* Set tasks:
1: Reproduce the review of the essay collection on nationalism in Third Republic France, starting at "Drawn from a" and ending at "1889 Exposition Universelle.", with "collection" swapped out for "volume".
2: According to the review of the essay collection on nationalism in Third Republic France, how many essays does the collection contain, and into how many sections are they grouped?
3: Resume the review of the essay collection on nationalism in Third Republic France, picking up after its final sentence.
**** Document extract
The Franco-Prussian War was both catastrophic and cathartic for the French. A humiliating occupation of its capital, the loss of the Alsace-Lorraine region, and the realization that its political infrastructure was in chaos with the ascent of the Commune were among the ramifications. Almost immediately, however, a deeply nationalist mindset began to permeate French society leading to a period of nearly unprecedented social and cultural growth. Despite political divisions and social unrest, French culture ascended to heights that placed it in center stage on the world's forum. The birth of the Third Republic, and its nearly seven-decade run, provided an impetus for the rediscovery of France's national identity.
Drawn from a 2001 conference entitled "Nationalism and Identity in Third Republic France," Barbara Kelly has assembled a collection of essays that examine nationalism and its impact on French culture and music. The twelve offerings are packaged in three sections covering national identity formation, political alignment and artistic canon and style, and regionalism. Although the running theme is nationalism, the collection overall is interdisciplinary.
The first section, "Heroism, Art, and New Media: France and Identity Formation," is comprised of four essays examining how French society shaped its social and political identity by identifying heroic icons, refuting Wagner and the German aesthetic, and embracing transformational technologies at the 1889 Exposition Universelle.
Edward Berenson's essay examines Pierre Savorgnan de Brazza, a nineteenth-century explorer of Italian lineage who peacefully claimed territories in Central Africa for France. Brazza's fame peaked in the 1880s as his conquests of lands along North Africa's Congo River came to the public's attention through the media, serving as a welcome contrast to France's territorial losses of the previous decade. Berenson posits that it was the growing power of the media, the government's desire to create heroic figures to promote and unify France, and Brazza's compelling story as a foreign-born explorer who adopted France as his country that led to his emergence as a national hero.
********
**** Raw data
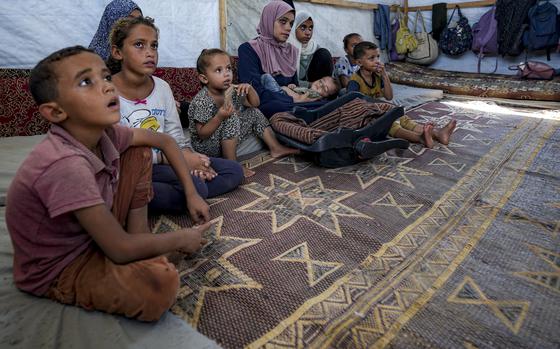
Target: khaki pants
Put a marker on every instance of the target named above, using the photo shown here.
(403, 122)
(143, 289)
********
* Final results:
1:
Drawn from a 2001 conference entitled "Nationalism and Identity in Third Republic France," Barbara Kelly has assembled a volume of essays that examine nationalism and its impact on French culture and music. The twelve offerings are packaged in three sections covering national identity formation, political alignment and artistic canon and style, and regionalism. Although the running theme is nationalism, the volume overall is interdisciplinary.
The first section, "Heroism, Art, and New Media: France and Identity Formation," is comprised of four essays examining how French society shaped its social and political identity by identifying heroic icons, refuting Wagner and the German aesthetic, and embracing transformational technologies at the 1889 Exposition Universelle.

2: Twelve essays, grouped into three sections.

3:
Annegret Fauser's essay on technology at the 1889 Exposition Universelle reveals the socially transformative effects that the telephone and phonograph had on the listening public. Recounting descriptions from the popular press of live performances at the Opera transmitted via the telephone to listeners at the Exposition grounds, Fauser examines how these new technologies provided the means for the French to access music from distant cultures as well as repertoire from the past. At the heart of the essay is Thomas Edison, who unveiled his phonograph at the Exposition thereby allowing the public to interact with the machines by listening to music and recording their voices.
Barbara Kelly traces the reception of Debussy's Pelleas et Melisande and his emergence as the prototypical French composer. "Debussy and the Making of a musicien francais: Pelleas, the Press, and World War I" documents how an otherwise isolated symbolist composer, became France's musical figurehead by the end of World War I. Through an examination of the press coverage of Pelleas, the writings of Debussy's advocates and detractors, and Debussy's own accounts of his opera as a refutation of Wagnerism, Kelly reveals that an ongoing debate over the work's musical, historical, and nationalist value eventually resulted in consensus about Debussy's place as France's musical chef d'ecole.